Records provided:
↓
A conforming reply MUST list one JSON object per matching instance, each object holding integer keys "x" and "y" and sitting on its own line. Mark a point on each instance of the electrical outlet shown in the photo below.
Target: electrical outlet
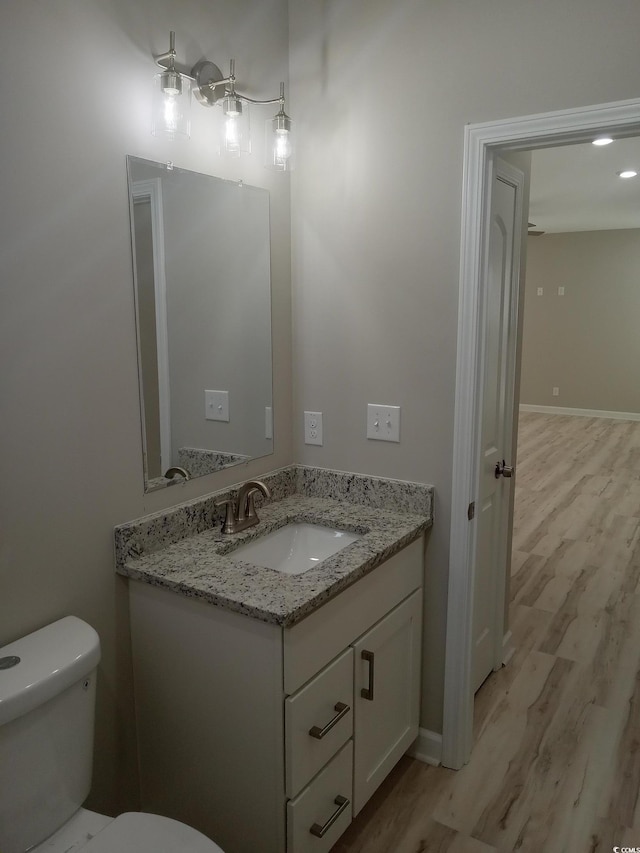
{"x": 383, "y": 422}
{"x": 313, "y": 427}
{"x": 216, "y": 405}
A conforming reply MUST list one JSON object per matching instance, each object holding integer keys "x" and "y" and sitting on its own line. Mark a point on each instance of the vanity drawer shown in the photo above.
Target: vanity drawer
{"x": 318, "y": 720}
{"x": 322, "y": 812}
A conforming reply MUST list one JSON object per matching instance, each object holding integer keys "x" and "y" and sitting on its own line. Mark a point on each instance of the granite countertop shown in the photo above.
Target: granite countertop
{"x": 202, "y": 565}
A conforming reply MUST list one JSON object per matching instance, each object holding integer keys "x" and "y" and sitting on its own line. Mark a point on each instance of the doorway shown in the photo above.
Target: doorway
{"x": 482, "y": 144}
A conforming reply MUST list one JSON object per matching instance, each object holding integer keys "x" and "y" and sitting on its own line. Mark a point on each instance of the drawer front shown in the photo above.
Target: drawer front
{"x": 318, "y": 721}
{"x": 321, "y": 813}
{"x": 321, "y": 636}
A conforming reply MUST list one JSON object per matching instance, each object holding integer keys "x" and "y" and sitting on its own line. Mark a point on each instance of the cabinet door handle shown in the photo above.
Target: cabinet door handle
{"x": 367, "y": 692}
{"x": 342, "y": 710}
{"x": 319, "y": 831}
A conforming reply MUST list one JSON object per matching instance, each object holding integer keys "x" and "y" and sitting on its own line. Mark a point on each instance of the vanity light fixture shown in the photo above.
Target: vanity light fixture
{"x": 171, "y": 113}
{"x": 209, "y": 87}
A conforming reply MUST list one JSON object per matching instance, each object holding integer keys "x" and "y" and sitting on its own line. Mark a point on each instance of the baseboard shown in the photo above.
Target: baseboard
{"x": 508, "y": 649}
{"x": 585, "y": 413}
{"x": 427, "y": 747}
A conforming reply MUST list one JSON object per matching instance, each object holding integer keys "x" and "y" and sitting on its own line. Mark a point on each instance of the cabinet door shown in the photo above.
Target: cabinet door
{"x": 387, "y": 695}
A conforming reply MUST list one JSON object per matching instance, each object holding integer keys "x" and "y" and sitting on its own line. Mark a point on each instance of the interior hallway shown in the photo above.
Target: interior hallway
{"x": 556, "y": 761}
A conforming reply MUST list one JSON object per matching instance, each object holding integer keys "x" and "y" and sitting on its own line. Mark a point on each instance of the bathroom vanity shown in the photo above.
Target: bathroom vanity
{"x": 270, "y": 707}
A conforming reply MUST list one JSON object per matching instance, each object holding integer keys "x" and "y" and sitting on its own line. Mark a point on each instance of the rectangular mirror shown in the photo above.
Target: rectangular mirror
{"x": 202, "y": 278}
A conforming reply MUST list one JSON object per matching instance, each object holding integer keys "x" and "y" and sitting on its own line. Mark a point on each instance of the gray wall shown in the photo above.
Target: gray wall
{"x": 382, "y": 92}
{"x": 586, "y": 343}
{"x": 70, "y": 427}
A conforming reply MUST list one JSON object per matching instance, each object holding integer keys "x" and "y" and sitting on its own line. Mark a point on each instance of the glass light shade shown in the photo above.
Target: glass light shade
{"x": 278, "y": 143}
{"x": 171, "y": 114}
{"x": 236, "y": 136}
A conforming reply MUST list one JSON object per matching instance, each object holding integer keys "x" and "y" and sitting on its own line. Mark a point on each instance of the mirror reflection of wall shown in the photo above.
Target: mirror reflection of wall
{"x": 201, "y": 262}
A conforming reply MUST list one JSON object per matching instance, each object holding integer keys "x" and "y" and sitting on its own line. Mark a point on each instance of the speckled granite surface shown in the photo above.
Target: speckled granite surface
{"x": 178, "y": 549}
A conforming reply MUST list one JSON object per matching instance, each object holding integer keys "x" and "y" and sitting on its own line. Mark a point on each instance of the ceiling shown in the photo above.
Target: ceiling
{"x": 576, "y": 188}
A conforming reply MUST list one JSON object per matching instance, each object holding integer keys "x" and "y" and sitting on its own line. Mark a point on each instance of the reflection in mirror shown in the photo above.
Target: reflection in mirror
{"x": 201, "y": 265}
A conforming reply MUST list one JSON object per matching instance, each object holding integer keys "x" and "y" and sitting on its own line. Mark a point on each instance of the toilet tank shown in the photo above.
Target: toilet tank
{"x": 47, "y": 701}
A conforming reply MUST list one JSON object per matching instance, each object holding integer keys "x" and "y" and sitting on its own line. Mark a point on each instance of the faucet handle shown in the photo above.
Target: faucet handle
{"x": 230, "y": 515}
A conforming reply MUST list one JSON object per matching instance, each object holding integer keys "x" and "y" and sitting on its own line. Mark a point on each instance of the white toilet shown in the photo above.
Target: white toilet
{"x": 47, "y": 700}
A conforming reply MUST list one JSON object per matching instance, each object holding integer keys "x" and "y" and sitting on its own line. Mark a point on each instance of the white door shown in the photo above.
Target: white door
{"x": 495, "y": 482}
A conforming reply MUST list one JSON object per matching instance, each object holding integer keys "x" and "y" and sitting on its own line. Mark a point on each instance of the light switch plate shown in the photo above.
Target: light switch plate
{"x": 216, "y": 405}
{"x": 313, "y": 427}
{"x": 383, "y": 422}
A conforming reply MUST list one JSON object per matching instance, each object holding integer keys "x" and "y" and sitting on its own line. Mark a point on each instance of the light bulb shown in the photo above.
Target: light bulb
{"x": 232, "y": 136}
{"x": 279, "y": 143}
{"x": 171, "y": 111}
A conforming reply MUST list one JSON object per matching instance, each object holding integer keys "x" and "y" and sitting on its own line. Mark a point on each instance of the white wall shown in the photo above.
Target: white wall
{"x": 585, "y": 343}
{"x": 382, "y": 92}
{"x": 75, "y": 89}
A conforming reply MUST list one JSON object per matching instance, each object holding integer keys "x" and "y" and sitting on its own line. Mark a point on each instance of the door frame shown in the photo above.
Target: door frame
{"x": 481, "y": 143}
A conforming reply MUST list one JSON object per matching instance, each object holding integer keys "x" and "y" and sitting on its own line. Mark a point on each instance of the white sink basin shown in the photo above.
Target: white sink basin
{"x": 295, "y": 548}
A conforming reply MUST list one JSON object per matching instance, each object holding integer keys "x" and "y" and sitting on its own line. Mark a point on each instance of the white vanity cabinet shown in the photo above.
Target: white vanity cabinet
{"x": 271, "y": 739}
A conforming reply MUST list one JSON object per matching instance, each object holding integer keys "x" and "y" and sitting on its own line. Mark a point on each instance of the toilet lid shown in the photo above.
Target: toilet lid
{"x": 136, "y": 832}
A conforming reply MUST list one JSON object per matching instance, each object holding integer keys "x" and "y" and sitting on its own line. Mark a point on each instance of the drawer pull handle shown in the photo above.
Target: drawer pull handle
{"x": 367, "y": 692}
{"x": 342, "y": 710}
{"x": 320, "y": 831}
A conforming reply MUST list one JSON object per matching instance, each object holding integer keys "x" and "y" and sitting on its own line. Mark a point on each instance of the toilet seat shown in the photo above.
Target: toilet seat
{"x": 138, "y": 832}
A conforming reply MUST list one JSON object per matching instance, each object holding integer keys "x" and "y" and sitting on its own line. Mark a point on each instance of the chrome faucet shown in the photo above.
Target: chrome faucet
{"x": 175, "y": 471}
{"x": 242, "y": 513}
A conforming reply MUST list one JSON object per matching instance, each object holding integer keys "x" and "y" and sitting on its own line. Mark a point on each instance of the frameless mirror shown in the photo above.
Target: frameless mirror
{"x": 201, "y": 268}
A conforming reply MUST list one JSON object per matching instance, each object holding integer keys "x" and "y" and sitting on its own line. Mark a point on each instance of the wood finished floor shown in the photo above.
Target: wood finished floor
{"x": 556, "y": 762}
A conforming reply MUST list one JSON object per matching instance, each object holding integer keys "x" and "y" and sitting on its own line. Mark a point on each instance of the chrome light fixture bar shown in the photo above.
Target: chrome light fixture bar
{"x": 211, "y": 87}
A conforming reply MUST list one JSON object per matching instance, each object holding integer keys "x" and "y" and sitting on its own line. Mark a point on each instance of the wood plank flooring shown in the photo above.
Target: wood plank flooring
{"x": 556, "y": 762}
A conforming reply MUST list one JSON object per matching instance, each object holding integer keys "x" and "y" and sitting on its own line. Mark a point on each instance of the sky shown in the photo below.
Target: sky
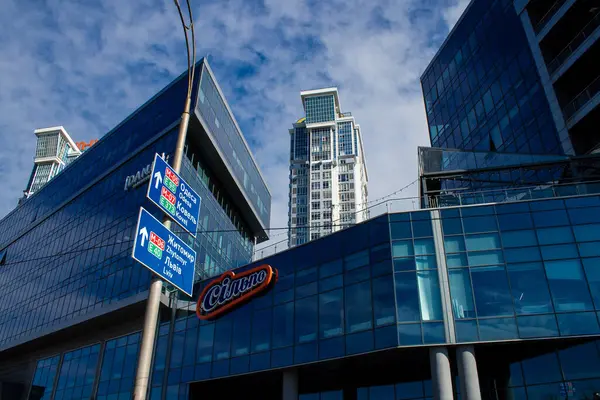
{"x": 86, "y": 65}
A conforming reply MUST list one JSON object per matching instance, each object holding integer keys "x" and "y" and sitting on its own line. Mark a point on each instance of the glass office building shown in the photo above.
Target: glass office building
{"x": 499, "y": 301}
{"x": 65, "y": 252}
{"x": 482, "y": 89}
{"x": 502, "y": 102}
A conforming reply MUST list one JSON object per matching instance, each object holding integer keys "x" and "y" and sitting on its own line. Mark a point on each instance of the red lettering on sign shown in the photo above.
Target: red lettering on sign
{"x": 154, "y": 238}
{"x": 172, "y": 176}
{"x": 231, "y": 289}
{"x": 168, "y": 195}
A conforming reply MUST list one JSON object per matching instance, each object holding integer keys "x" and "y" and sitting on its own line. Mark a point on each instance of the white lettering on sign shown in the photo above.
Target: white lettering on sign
{"x": 176, "y": 247}
{"x": 140, "y": 177}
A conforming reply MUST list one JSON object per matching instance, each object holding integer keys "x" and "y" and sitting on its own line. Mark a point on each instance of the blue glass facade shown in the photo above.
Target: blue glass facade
{"x": 482, "y": 90}
{"x": 506, "y": 272}
{"x": 66, "y": 250}
{"x": 213, "y": 111}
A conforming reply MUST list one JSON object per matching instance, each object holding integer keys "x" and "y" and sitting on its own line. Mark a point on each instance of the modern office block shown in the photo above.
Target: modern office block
{"x": 65, "y": 252}
{"x": 496, "y": 301}
{"x": 510, "y": 101}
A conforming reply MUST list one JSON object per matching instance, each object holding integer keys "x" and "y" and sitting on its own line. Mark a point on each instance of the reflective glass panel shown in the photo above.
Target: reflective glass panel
{"x": 461, "y": 294}
{"x": 407, "y": 297}
{"x": 331, "y": 313}
{"x": 358, "y": 307}
{"x": 529, "y": 288}
{"x": 568, "y": 286}
{"x": 429, "y": 295}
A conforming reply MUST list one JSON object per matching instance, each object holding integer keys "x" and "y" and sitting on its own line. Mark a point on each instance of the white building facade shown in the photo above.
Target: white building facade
{"x": 328, "y": 173}
{"x": 54, "y": 151}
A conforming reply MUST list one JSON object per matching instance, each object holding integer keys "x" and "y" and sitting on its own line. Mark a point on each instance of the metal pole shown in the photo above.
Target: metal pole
{"x": 153, "y": 305}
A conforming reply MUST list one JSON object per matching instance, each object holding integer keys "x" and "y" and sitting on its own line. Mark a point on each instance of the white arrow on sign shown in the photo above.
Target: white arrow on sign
{"x": 158, "y": 178}
{"x": 144, "y": 234}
↑
Work order: With the first line being the one containing "frame shown in the photo above." and the last line the one containing "faucet shown in the photo above.", transcribe exactly the lines above that fall in that range.

Solution for this problem:
A conforming reply MUST list one JSON object per matching instance, each object holding integer keys "x" and "y" and sitting on its own line. Mark a point on each instance of the door frame shown in the photo above.
Target: door frame
{"x": 481, "y": 143}
A conforming reply MUST list one JSON object per matching instance, each object holding integer keys "x" and "y" and sitting on its own line. Mark a point on each instance of the white sink basin shown in the photo above.
Target: white sink basin
{"x": 295, "y": 548}
A conforming reply MUST list one JSON object per matching instance, each object holding integer keys "x" and "y" and sitting on its own line. Mark a point on each instance of the white vanity cabinet shown in the photo above.
Target: white vanity cabinet
{"x": 271, "y": 739}
A conforming reply MUST list one JSON object per matching instance, each object holding integer keys "x" and "y" and sitting on its own line. Mark a point on each instance of the toilet lid shown in the photo above.
Target: toilet lid
{"x": 136, "y": 832}
A conforming reply MUST list one JSON object per matching instance, each object holding integer keys "x" and "y" and sitting on its own line. Mark a point on each instance of the drawer pull handle shown in the photo above.
Target: drawer pull handle
{"x": 367, "y": 692}
{"x": 342, "y": 710}
{"x": 320, "y": 831}
A conforming reply MUST list one JSON object per matching instance, each object holding integer keys "x" and "y" and sitting on its own line. Mark a point on each instance of the toilet seat shown in the photo above.
Target: toilet seat
{"x": 138, "y": 832}
A conforming reply MUST list one JSON object per matching instance, each object holding integer keys "x" and "y" and sitting on its own line. Mark a point on each instance of the chrome faucet shown in the photo above.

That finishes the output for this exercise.